---- Records for processing
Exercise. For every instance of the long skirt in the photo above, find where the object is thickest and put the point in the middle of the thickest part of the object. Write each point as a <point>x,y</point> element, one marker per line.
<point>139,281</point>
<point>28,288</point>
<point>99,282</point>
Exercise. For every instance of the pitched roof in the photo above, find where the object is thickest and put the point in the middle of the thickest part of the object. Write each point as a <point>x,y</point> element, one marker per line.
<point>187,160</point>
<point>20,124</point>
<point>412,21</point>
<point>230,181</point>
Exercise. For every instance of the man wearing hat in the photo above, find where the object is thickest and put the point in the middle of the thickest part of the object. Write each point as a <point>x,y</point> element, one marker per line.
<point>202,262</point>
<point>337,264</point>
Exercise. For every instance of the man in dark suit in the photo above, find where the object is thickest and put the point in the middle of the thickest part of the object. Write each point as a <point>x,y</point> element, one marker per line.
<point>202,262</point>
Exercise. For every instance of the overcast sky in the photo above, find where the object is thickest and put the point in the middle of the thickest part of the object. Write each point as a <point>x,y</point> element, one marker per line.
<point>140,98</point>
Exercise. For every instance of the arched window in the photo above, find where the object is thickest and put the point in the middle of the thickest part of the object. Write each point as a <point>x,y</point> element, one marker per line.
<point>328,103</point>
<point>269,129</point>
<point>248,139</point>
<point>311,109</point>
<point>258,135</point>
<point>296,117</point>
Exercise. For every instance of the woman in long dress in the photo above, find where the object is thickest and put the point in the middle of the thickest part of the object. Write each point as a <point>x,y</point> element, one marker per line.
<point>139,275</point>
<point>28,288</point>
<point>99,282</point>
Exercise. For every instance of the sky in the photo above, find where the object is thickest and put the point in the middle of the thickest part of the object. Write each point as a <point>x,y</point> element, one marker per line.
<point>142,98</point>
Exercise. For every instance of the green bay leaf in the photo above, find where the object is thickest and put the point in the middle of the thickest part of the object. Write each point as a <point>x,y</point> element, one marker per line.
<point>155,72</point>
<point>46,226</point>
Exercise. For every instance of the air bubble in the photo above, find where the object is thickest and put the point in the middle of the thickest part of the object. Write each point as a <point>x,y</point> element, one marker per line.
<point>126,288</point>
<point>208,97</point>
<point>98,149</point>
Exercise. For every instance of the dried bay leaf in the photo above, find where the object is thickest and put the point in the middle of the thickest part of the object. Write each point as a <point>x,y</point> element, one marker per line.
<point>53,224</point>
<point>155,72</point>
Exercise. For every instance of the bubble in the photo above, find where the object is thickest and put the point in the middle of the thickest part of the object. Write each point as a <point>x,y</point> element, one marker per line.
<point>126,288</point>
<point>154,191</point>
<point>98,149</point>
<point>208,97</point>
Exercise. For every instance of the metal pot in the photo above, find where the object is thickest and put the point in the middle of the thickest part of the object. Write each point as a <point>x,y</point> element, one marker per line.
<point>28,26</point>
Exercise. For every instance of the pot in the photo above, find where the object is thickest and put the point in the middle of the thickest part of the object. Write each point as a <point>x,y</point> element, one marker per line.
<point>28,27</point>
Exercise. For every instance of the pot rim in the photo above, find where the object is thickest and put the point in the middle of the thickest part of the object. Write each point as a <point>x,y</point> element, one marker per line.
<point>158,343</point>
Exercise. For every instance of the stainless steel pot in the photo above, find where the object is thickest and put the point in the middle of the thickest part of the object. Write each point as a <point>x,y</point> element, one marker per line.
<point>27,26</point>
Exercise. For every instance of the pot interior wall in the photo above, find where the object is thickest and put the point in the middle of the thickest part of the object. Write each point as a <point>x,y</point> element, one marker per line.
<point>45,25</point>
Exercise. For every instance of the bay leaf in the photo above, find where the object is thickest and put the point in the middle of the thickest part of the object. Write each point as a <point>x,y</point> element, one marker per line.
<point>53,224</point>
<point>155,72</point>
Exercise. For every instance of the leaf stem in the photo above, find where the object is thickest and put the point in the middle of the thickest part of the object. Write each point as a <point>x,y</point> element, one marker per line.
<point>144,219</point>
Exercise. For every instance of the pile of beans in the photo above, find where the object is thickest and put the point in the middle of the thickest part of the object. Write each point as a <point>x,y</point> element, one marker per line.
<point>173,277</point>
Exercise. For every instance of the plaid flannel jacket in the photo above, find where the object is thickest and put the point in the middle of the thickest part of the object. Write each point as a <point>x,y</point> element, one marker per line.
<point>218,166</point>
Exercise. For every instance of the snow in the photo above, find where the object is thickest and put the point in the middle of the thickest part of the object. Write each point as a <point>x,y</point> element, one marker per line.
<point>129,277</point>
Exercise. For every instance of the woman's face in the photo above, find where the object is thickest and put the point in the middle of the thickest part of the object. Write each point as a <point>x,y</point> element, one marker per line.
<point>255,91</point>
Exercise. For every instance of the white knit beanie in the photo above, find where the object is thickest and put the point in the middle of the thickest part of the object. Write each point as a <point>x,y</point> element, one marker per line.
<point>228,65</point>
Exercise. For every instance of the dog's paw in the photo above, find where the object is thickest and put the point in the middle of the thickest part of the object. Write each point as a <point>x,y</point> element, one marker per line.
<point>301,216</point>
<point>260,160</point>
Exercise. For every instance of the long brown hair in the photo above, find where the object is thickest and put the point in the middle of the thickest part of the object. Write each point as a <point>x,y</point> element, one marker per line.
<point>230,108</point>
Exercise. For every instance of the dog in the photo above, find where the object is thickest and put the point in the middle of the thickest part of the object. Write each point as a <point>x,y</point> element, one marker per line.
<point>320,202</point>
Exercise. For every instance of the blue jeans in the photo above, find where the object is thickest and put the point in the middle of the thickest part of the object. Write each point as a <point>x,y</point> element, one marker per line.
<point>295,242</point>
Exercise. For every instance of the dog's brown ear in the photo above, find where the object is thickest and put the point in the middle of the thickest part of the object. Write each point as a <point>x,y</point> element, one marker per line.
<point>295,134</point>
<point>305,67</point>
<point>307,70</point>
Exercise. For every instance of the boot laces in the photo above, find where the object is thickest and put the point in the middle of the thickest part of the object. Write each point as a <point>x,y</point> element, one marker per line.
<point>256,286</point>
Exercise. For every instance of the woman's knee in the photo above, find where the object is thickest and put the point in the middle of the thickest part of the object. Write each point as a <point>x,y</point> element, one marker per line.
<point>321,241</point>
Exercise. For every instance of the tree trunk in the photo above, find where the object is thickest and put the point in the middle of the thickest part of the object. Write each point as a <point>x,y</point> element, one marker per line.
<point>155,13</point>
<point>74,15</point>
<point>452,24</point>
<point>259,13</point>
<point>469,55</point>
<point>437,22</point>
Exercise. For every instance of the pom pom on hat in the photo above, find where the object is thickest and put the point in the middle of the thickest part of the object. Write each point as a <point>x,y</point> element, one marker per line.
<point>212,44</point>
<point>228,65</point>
--------
▶ _Exercise_:
Output every row above as a numbered list, one row per number, and leave out any blank lines.

▶ _Exercise result_:
1. Exercise. For every instance of the long skirt in the photo above, find where the object is thickest and put the point in the middle of the thickest part of the object. Write each point as a <point>x,y</point> element, one marker per line.
2. <point>139,281</point>
3. <point>28,288</point>
4. <point>99,282</point>
5. Exercise. For every instance of the pitched roof in the photo above, find where the object is thickest and put the point in the middle of the thickest part of the object. Write each point as a <point>x,y</point> element, one marker per line.
6. <point>187,160</point>
7. <point>20,124</point>
8. <point>412,21</point>
9. <point>230,181</point>
10. Exercise. For every instance of the man wearing hat in the photo above, find where the object is thickest and put the point in the middle of the thickest part of the object. Write each point as a <point>x,y</point> element, one marker per line.
11. <point>202,262</point>
12. <point>337,264</point>
13. Exercise. For every instance of the man in dark suit in the photo above, find where the object is thickest and put the point in the middle of the thickest part of the object. Write each point as a <point>x,y</point> element, one marker per line.
14. <point>202,262</point>
15. Exercise. For every instance of the overcast sky in the photo above, find where the object is thickest and put the point in the middle of the thickest part of the object. Write each point as a <point>x,y</point> element, one marker per line.
16. <point>140,98</point>
17. Exercise. For every instance of the arched window in the photo above, find where the object is thickest and put the point in the middle of the thickest part of the object. Write each point as a <point>x,y</point> element, one marker per line.
18. <point>328,103</point>
19. <point>269,129</point>
20. <point>248,139</point>
21. <point>311,109</point>
22. <point>258,135</point>
23. <point>296,117</point>
24. Exercise. For every instance of the woman in long dress in the photo above, find where the object is thickest and put the point in the middle of the thickest part of the object. Write each point as a <point>x,y</point> element, one marker per line.
25. <point>139,275</point>
26. <point>28,288</point>
27. <point>99,282</point>
28. Exercise. For every instance of the sky in the photo above, find where the object is thickest and put the point in the middle of the thickest part of the object. Write each point as a <point>x,y</point> element, one marker per line.
29. <point>142,98</point>
30. Exercise. For every instance of the green bay leaf in the photo above, find where the object is thickest and put the point in the middle of the thickest part of the object. Write each point as a <point>x,y</point> element, one marker per line.
31. <point>155,72</point>
32. <point>46,226</point>
33. Exercise. For every instance of the air bubble in the photo above, find where the object is thickest and put the point in the middle of the thickest part of the object. Write each point as a <point>x,y</point> element, one marker per line.
34. <point>126,288</point>
35. <point>208,97</point>
36. <point>98,149</point>
37. Exercise. For every instance of the dried bay leaf in the photo above, find where the object is thickest and put the point in the middle of the thickest part of the object. Write each point as a <point>x,y</point> element, one marker per line.
38. <point>53,224</point>
39. <point>155,72</point>
40. Exercise. For every instance of the bubble in the photo above, find where the object is thickest and put the point in the middle of the thickest part of the object. Write each point as a <point>x,y</point> element, one marker per line.
41. <point>126,288</point>
42. <point>154,191</point>
43. <point>98,149</point>
44. <point>208,97</point>
45. Exercise. For every instance of the metal pot in the photo above, find where the object is thickest and put the point in the middle of the thickest part of the object. Write each point as a <point>x,y</point> element, one marker per line.
46. <point>28,26</point>
47. Exercise. For every instance of the pot in the photo above, find where the object is thickest and put the point in the middle of the thickest part of the object. Write each point as a <point>x,y</point> element, one marker per line.
48. <point>28,27</point>
49. Exercise. For every instance of the pot rim in the photo above, find where the object is thickest and put the point in the middle of the thickest part of the object. Write each point as a <point>x,y</point> element, one marker per line.
50. <point>158,343</point>
51. Exercise. For every instance of the stainless steel pot in the photo above, find where the object is thickest and put the point in the middle of the thickest part of the object. Write each point as a <point>x,y</point> element, one marker per line.
52. <point>27,26</point>
53. Exercise. For every instance of the pot interior wall in the photo above, find where the object is thickest and put the point in the middle of the thickest part of the object. Write each point as a <point>x,y</point> element, one marker per line.
54. <point>45,25</point>
55. Exercise. For every instance of the bay leaf in the photo above, find where the object is thickest and put the point in the middle of the thickest part of the object. Write each point as a <point>x,y</point> element, one marker per line.
56. <point>53,224</point>
57. <point>155,72</point>
58. Exercise. For every instance of the leaf stem in the photo above, find where the object is thickest and put the point in the middle of the thickest part of the object. Write each point as a <point>x,y</point> element, one marker per line.
59. <point>144,219</point>
60. Exercise. For every instance of the pile of beans in the photo above, find where the object is thickest and put the point in the middle of the thickest part of the object. Write each point as a <point>x,y</point> element, one marker per line.
61. <point>173,277</point>
62. Exercise. For every instance of the plaid flannel jacket in the photo above, find where the object is thickest and put the point in the middle of the thickest part of the object. Write each point as a <point>x,y</point> element, one marker per line.
63. <point>218,166</point>
64. Exercise. For every instance of the snow in the photo above, find where the object is thickest and put the point in the middle of the thickest part of the object. Write each point as a <point>x,y</point> element, one marker per line.
65. <point>129,277</point>
66. Exercise. For every instance of the woman's face in the photo above, find where the object is thickest and put the point in the middle of the thickest part of the object. Write each point as a <point>x,y</point> element, one marker per line.
67. <point>255,91</point>
68. Exercise. For every instance of the white knit beanie in the photo above, find where the object is thickest and put the point in the middle of the thickest part of the object. Write each point as a <point>x,y</point> element, one marker per line.
69. <point>228,65</point>
70. Exercise. For every instance of the dog's paw in the photo above, find where the object is thickest and put the point in the middle of the thickest part of the object. Write each point as a <point>x,y</point> element, one marker per line.
71. <point>301,216</point>
72. <point>260,160</point>
73. Exercise. For every instance of the long brown hair in the photo above, find where the object is thickest and put the point in the middle of the thickest part of the object. Write each point as a <point>x,y</point> element, one marker per line.
74. <point>230,108</point>
75. Exercise. For every instance of the dog in the photo above, find where the object is thickest and put the point in the middle of the thickest part of the object. Write each point as a <point>x,y</point> element, one marker per line.
76. <point>320,202</point>
77. Exercise. For every instance of the blue jeans in the photo above, find where the object is thickest and put the point in the middle of the thickest part of the object. Write each point as a <point>x,y</point> element, one marker per line.
78. <point>295,242</point>
79. Exercise. For every instance of the dog's brown ear in the photo above, find where the object is thickest and put the point in the middle of the thickest part of the object. Write each point as a <point>x,y</point> element, one marker per line.
80. <point>295,134</point>
81. <point>305,67</point>
82. <point>307,70</point>
83. Exercise. For every instance of the boot laces in the photo above, find where the object is thickest and put the point in the middle of the thickest part of the object. Write each point as a <point>x,y</point> element, one marker per line.
84. <point>256,286</point>
85. Exercise. For every instance of the woman's knee in the photo above, find where the object is thickest and put the point in the middle of the thickest part of the object. Write each point as a <point>x,y</point> element, one marker per line.
86. <point>321,241</point>
87. Exercise. For every instance of the tree trunk in the photo above, find where the object is thickest and put the point in the middle of the thickest part of the object. Write each point as a <point>x,y</point> element, one marker per line.
88. <point>155,13</point>
89. <point>74,15</point>
90. <point>452,24</point>
91. <point>259,13</point>
92. <point>469,55</point>
93. <point>437,22</point>
94. Exercise. For every instance of the pom pom on hat in the photo above, find where the object is thickest and put the point in the middle of the thickest part of the object. Write each point as a <point>x,y</point> element, one marker per line.
95. <point>212,44</point>
96. <point>228,65</point>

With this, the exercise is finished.